*TASK DESCRIPTION*. The records that follow are to be transcribed in full, without their images.

Point-per-instance localization data
>>>

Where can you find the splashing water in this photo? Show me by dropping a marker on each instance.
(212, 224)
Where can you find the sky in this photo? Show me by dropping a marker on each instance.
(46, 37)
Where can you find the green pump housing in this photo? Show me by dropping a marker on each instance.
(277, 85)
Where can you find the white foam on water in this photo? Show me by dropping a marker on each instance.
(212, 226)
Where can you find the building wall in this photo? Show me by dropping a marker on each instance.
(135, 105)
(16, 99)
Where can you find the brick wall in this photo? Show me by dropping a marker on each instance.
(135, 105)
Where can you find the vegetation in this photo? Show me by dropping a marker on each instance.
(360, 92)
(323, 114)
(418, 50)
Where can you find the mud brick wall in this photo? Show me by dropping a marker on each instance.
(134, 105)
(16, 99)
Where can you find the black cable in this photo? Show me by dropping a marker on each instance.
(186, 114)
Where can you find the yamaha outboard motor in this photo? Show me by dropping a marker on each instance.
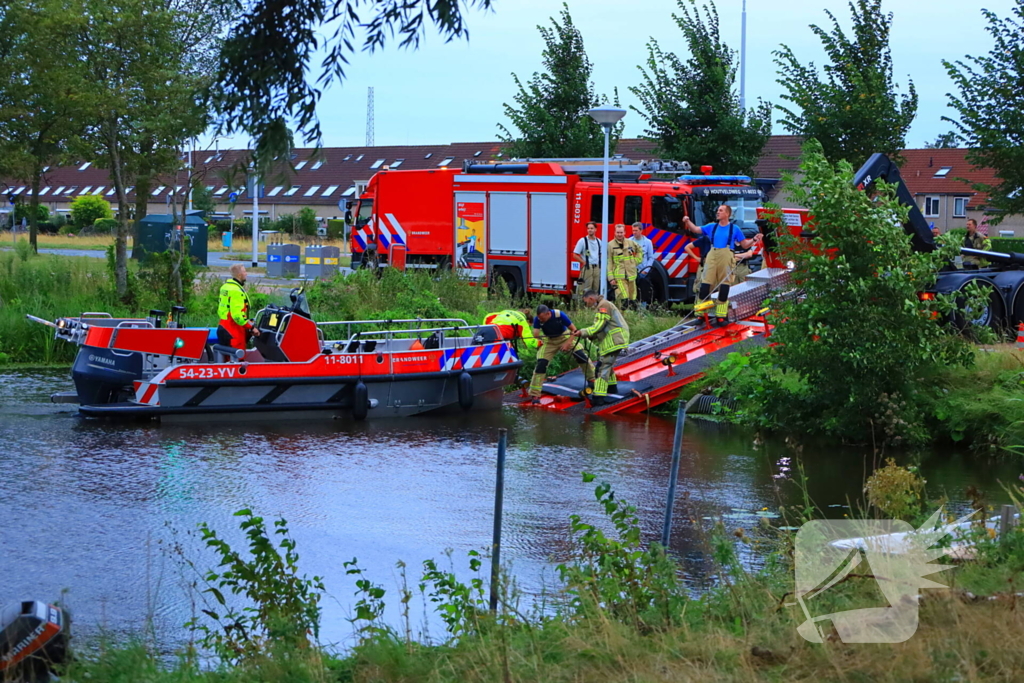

<<<

*RESPONSE BOX*.
Where can you find the splashing water in this photo? Show me by dropping a marker on each instance.
(212, 224)
Where can you find the sky in this photo? Show me by dropping a marker on each instance.
(46, 37)
Where can you find the green pump housing in this photo? Show me by dropping a marker on each instance.
(277, 85)
Where can you find the white foam on water in this photo? Show me by dropping a marker on each instance.
(212, 226)
Where can you find the building wall in this photo? Show me by dropping a marker on each instance.
(135, 105)
(16, 99)
Where can you find the brick wall in this photo? Show me by dropping a marker on each instance.
(135, 105)
Where can you find the vegetation in this photo? Show me by dropping a marker on each instance.
(360, 92)
(323, 114)
(418, 50)
Where can you find the mud brick wall in this photo? Show me by dropping a marker on each instance.
(134, 105)
(16, 99)
Where can you find the black cable in this photo? Show me by dropping a marker on each instance.
(186, 114)
Where can you find the yamaha outboard motor in this photo? Show me by dropping a marker on each instance.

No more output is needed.